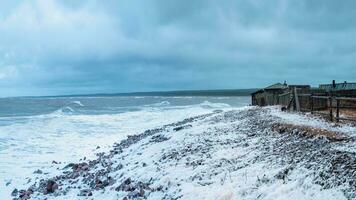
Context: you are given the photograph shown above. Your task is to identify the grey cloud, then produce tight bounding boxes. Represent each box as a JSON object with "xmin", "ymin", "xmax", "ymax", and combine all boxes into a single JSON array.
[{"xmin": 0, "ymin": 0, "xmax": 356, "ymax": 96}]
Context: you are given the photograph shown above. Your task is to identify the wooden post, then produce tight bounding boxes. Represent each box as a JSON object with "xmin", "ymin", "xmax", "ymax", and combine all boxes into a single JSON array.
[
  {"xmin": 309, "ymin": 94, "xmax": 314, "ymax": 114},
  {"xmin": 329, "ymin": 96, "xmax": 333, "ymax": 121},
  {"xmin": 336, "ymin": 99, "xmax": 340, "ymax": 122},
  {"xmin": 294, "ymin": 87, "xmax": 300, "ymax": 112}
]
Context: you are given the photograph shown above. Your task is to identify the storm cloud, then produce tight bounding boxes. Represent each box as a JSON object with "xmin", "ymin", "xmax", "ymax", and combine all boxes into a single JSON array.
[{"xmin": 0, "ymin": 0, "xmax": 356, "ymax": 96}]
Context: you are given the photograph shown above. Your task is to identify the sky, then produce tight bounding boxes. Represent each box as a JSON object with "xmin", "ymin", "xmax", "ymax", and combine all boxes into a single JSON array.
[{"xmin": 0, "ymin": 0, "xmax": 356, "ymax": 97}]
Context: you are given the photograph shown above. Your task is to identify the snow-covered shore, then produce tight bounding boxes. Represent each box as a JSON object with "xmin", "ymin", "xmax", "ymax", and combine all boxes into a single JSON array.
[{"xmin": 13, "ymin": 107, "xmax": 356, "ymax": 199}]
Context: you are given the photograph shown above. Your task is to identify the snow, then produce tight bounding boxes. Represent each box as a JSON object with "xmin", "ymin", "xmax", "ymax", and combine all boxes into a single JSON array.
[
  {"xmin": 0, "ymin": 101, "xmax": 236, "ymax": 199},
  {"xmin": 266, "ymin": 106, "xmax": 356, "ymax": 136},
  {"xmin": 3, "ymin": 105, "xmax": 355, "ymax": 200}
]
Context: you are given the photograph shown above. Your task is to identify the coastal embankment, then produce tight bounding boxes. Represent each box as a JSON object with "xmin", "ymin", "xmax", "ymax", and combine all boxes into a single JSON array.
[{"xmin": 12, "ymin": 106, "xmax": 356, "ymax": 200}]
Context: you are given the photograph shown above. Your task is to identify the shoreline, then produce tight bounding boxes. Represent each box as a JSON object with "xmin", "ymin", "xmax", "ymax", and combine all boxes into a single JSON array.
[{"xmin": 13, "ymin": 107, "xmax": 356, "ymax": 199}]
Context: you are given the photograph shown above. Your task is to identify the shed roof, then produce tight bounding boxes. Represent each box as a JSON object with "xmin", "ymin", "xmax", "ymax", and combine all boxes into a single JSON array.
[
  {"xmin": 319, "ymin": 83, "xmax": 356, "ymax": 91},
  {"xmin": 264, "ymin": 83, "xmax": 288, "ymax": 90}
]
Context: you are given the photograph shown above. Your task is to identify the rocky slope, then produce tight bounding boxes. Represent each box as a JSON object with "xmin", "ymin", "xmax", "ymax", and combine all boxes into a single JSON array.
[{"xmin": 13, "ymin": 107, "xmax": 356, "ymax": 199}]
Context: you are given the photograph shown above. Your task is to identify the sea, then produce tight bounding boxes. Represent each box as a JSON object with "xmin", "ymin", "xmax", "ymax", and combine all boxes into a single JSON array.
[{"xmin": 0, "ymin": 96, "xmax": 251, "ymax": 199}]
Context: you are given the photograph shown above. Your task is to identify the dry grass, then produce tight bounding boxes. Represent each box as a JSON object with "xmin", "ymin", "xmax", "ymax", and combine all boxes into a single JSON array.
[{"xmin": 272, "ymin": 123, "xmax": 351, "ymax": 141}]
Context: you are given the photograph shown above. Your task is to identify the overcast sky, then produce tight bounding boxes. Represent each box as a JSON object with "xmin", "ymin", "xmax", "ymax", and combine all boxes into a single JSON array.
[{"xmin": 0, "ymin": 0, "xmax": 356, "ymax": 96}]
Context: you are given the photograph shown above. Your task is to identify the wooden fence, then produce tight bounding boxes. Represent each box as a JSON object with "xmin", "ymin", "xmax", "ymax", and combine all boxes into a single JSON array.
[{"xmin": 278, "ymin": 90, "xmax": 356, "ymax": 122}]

==

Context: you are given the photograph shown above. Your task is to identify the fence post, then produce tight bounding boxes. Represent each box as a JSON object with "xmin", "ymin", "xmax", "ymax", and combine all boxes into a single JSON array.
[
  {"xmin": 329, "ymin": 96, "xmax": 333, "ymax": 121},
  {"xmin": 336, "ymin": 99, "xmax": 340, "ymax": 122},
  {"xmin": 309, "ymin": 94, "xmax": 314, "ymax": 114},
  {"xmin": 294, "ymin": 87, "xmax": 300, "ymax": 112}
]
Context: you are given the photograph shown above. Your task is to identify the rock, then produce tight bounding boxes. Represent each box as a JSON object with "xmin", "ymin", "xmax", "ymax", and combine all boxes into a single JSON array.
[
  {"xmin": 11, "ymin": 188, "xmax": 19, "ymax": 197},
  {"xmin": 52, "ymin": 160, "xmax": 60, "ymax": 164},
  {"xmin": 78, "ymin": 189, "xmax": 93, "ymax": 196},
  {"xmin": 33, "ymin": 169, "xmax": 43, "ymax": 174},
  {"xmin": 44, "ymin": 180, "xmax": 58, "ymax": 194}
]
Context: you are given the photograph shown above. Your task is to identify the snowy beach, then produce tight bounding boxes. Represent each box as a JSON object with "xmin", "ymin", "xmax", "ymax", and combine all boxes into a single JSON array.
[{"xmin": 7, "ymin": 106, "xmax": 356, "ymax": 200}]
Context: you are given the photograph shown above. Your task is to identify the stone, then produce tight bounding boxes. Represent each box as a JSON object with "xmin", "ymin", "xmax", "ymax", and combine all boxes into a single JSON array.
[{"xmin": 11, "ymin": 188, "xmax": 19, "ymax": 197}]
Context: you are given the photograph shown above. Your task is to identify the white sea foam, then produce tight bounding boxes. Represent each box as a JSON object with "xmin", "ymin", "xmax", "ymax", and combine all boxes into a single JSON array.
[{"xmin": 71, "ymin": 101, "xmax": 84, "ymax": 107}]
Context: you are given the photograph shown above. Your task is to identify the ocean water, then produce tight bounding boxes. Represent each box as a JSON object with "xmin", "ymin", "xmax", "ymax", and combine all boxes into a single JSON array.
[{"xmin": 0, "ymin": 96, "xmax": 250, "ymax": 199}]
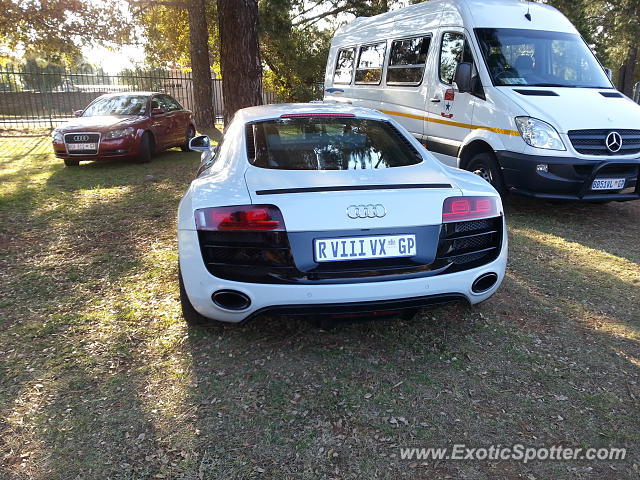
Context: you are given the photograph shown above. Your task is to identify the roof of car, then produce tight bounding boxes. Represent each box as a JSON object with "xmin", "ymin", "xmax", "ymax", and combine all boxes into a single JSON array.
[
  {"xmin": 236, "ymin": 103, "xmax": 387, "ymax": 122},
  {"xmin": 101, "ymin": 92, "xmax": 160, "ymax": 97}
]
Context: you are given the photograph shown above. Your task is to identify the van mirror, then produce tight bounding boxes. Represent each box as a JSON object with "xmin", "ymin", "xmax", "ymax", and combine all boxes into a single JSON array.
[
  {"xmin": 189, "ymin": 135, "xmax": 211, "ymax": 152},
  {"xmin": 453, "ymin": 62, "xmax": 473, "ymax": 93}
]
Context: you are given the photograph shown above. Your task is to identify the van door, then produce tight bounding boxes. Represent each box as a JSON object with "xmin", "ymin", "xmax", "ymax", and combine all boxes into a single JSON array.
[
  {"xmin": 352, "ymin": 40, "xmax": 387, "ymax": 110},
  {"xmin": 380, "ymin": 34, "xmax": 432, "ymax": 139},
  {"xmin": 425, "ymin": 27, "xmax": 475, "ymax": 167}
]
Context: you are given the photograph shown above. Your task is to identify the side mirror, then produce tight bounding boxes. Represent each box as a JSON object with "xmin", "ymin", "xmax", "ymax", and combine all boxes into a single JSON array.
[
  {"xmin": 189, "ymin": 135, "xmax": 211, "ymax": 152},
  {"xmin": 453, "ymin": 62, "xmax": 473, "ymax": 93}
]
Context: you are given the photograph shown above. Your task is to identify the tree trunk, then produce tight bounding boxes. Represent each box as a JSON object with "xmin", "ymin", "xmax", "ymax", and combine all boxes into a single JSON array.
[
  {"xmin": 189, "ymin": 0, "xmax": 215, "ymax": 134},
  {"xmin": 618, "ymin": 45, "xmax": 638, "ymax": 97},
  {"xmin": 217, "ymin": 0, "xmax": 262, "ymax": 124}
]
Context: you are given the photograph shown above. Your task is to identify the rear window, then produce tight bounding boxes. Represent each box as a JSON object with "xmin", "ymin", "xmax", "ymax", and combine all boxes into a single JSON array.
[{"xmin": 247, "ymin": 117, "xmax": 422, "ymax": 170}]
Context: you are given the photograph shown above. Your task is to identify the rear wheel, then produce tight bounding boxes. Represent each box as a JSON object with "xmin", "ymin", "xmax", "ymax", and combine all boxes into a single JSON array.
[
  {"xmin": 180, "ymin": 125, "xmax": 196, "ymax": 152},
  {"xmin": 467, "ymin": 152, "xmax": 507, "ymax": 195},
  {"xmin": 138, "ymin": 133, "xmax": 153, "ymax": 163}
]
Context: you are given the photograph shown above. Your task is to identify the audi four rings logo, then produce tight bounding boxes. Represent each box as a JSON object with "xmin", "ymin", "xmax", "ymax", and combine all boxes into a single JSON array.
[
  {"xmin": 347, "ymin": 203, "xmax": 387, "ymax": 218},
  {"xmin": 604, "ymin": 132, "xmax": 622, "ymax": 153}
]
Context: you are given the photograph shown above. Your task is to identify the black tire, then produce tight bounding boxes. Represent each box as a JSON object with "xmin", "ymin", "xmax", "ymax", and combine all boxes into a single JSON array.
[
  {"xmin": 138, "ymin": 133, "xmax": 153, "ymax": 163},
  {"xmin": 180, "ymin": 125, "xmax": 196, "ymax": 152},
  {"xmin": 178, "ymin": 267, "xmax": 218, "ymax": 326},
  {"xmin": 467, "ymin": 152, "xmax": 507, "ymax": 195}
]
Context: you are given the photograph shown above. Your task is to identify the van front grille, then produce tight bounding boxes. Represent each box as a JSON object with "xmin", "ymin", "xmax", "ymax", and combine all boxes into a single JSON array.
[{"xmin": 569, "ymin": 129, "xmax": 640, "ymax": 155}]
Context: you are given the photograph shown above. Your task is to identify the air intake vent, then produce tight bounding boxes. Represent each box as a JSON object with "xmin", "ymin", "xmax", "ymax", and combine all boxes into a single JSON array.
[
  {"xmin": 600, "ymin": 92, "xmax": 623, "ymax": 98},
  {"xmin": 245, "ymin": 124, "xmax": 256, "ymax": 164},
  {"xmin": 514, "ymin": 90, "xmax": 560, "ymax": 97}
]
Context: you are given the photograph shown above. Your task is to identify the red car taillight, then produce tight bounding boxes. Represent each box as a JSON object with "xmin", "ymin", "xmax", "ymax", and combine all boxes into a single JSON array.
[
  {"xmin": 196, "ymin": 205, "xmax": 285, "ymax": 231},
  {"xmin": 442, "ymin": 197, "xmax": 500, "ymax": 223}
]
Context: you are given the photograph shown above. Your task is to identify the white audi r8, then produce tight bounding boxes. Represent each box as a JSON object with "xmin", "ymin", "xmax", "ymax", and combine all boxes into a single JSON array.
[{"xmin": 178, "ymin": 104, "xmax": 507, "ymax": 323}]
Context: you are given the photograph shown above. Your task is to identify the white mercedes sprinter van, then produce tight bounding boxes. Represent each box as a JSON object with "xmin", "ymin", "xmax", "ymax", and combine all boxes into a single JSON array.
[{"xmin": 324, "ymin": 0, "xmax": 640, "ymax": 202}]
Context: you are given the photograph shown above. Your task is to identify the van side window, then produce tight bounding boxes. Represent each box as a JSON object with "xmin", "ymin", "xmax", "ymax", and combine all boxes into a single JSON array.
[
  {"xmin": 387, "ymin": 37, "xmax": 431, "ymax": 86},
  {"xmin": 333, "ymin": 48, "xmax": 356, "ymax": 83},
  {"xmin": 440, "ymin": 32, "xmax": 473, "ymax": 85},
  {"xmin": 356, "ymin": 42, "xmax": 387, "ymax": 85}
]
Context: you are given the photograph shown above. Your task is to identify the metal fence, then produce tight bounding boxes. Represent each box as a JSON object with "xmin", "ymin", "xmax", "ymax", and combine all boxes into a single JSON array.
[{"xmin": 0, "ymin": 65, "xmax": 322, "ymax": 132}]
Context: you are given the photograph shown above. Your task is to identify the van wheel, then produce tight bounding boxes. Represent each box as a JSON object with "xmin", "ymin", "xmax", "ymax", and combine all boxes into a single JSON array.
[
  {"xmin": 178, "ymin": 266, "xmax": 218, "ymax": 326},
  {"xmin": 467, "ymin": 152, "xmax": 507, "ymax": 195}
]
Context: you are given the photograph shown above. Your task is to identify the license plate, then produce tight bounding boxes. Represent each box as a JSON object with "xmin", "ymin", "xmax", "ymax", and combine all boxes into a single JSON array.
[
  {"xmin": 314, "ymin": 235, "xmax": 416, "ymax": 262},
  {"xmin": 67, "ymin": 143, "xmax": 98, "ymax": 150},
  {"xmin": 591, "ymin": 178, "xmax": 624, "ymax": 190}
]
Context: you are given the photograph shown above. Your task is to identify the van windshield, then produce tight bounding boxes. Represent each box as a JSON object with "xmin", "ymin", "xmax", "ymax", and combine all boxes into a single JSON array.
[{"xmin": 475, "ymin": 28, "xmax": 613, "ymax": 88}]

* * *

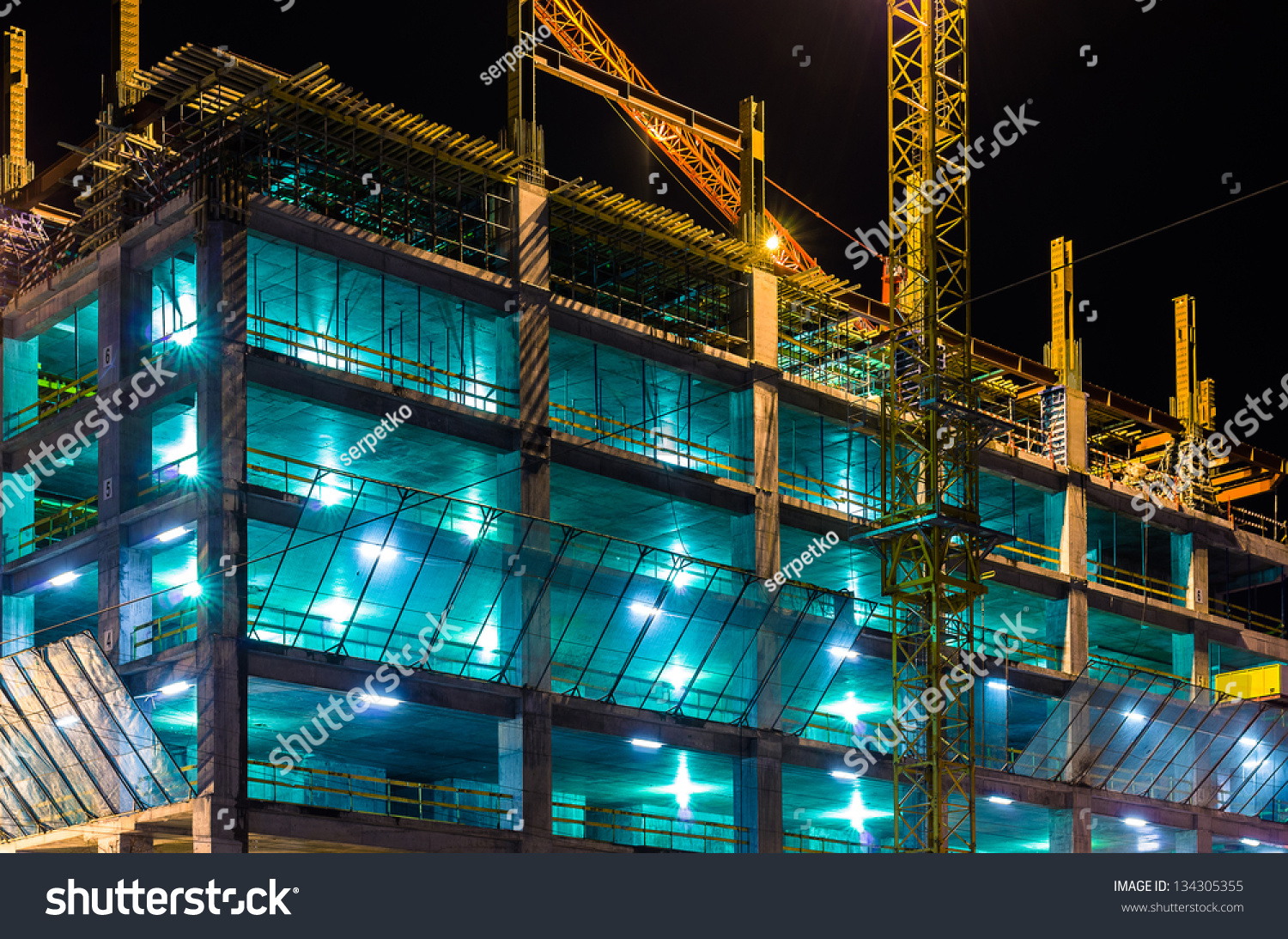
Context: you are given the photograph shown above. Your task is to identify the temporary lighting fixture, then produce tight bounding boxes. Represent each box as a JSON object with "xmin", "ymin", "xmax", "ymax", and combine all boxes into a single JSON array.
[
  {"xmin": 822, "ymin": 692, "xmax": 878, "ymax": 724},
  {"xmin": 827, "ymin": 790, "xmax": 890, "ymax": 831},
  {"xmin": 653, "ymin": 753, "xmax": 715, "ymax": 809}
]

_EXERCISE GOAL_. Copy out every line above that contains the string "cloud". Only matches with the same letter case count.

_FULL RESPONSE_.
Context: you are given the photograph shown above. Your task is to identify the grey cloud, then produce tight bounding boxes. Represent each box as a JSON object with "xmin", "ymin", "xmax", "ymax", and combine all boxes into a single JSON array.
Context: you are given the photograph shown above. Your task is to identify the storm cloud, then produce tight bounding boxes. Represent each box as a JSON object with "xmin", "ymin", "xmax", "ymax", and combine all boxes into a single JSON array.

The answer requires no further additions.